## GOAL OF THE EXERCISE
Please lay out the entries from the line with "with folded arms" through the line with "297, 257, 868]]" as a two-column CSV with columns input and output. Give one row per entry holding its text and its answer, each in a single quoted field with line breaks replaced by spaces.

(Stored records)
......

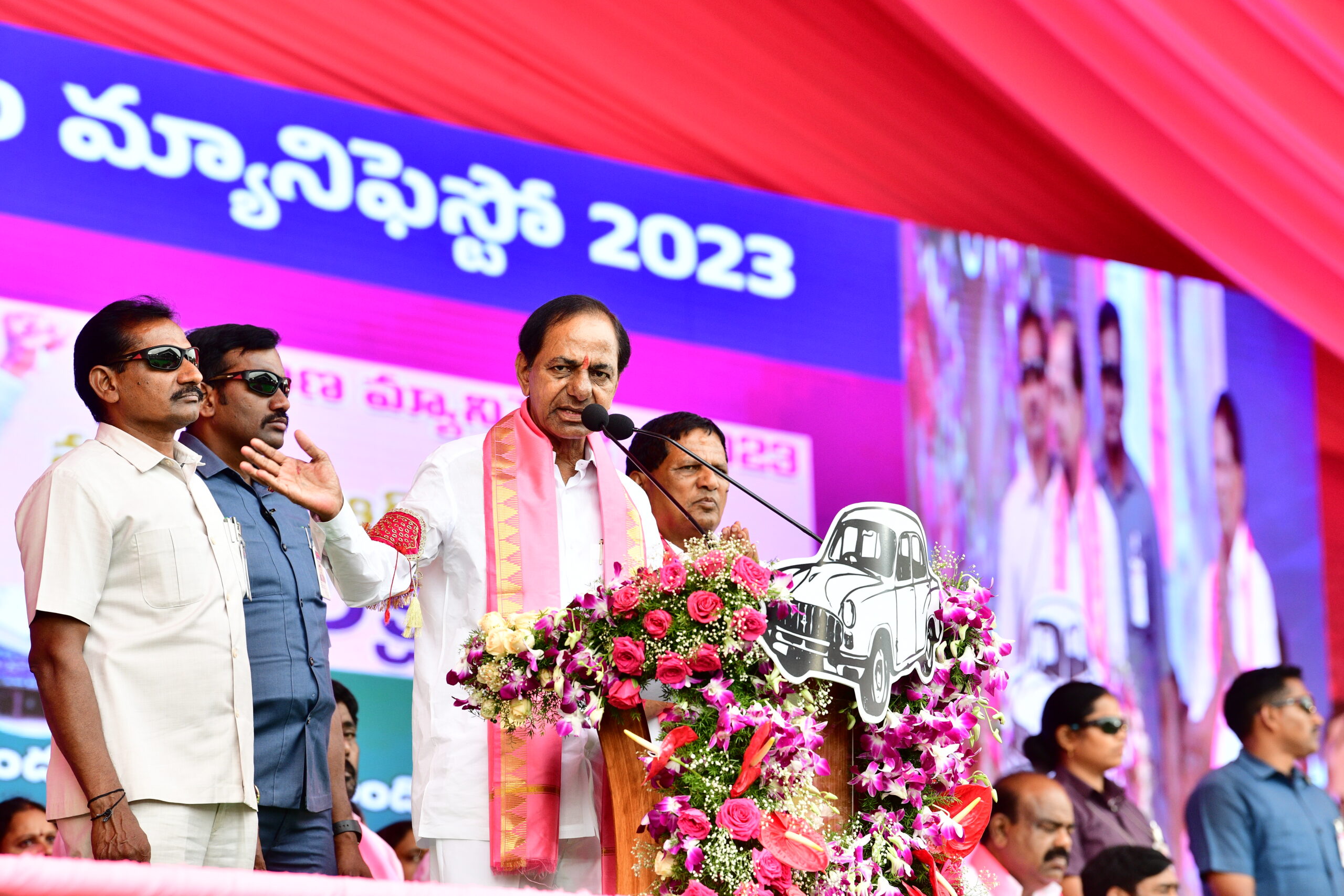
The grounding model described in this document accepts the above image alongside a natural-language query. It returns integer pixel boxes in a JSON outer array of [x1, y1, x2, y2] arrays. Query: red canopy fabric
[[884, 0, 1344, 362], [0, 0, 1217, 277]]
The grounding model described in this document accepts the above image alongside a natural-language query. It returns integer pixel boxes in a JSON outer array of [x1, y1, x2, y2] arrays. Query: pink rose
[[655, 653, 691, 688], [713, 799, 761, 840], [676, 809, 710, 840], [606, 678, 644, 709], [694, 551, 727, 579], [658, 556, 686, 591], [612, 584, 640, 619], [612, 636, 644, 676], [732, 607, 765, 641], [751, 849, 793, 891], [691, 644, 723, 672], [729, 555, 770, 598], [686, 591, 723, 622], [644, 610, 672, 639]]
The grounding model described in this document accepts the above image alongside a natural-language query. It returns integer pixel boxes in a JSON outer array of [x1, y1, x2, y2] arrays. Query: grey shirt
[[180, 433, 336, 811], [1185, 750, 1344, 896]]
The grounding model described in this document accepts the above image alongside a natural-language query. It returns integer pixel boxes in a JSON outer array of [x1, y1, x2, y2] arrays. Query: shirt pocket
[[134, 529, 216, 610]]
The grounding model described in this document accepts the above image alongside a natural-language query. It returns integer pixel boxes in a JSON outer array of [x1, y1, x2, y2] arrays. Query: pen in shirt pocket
[[225, 516, 251, 600]]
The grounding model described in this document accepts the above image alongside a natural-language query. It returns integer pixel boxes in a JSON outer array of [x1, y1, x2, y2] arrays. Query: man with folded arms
[[180, 324, 368, 877], [242, 296, 663, 893], [625, 411, 751, 552], [15, 297, 257, 868]]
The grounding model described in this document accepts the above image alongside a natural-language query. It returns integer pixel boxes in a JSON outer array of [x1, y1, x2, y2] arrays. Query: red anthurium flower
[[906, 849, 957, 896], [939, 785, 993, 858], [761, 811, 831, 872], [729, 721, 774, 797], [644, 725, 699, 783]]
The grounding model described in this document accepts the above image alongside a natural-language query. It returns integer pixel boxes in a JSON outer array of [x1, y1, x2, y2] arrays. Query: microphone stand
[[602, 427, 706, 537], [626, 426, 821, 544]]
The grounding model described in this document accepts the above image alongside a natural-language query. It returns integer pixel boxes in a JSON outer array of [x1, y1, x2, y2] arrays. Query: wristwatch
[[332, 818, 364, 844]]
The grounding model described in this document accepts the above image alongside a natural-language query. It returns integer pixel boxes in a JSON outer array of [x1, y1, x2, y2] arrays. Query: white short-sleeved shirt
[[321, 435, 663, 840], [15, 423, 257, 818]]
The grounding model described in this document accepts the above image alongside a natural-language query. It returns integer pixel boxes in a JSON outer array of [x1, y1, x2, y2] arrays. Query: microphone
[[581, 402, 707, 536], [583, 404, 821, 544]]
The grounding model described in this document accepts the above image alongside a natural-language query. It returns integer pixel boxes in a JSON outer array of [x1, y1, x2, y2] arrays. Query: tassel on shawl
[[368, 508, 425, 638]]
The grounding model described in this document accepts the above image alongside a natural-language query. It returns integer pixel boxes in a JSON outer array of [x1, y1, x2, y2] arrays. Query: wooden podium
[[598, 692, 854, 896]]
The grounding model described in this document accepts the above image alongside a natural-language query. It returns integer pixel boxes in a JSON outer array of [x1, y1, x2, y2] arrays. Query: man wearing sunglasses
[[1185, 666, 1344, 896], [182, 324, 368, 877], [15, 296, 257, 868]]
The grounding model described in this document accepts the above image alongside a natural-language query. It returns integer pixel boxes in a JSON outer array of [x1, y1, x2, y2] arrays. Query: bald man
[[962, 771, 1074, 896]]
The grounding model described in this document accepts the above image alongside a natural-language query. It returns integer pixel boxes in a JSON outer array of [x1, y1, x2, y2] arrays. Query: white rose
[[485, 627, 518, 657]]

......

## WRITTEN SOLUTION
input,output
"The grounding model described in this document accepts the above image alongside a natural-language query. It returns integer pixel boxes in a JSON outer array of [x1, y1, x2, y2] arrays. Query: man with folded arms","[[180, 324, 368, 877], [242, 296, 663, 893], [625, 411, 751, 552], [15, 297, 257, 868]]"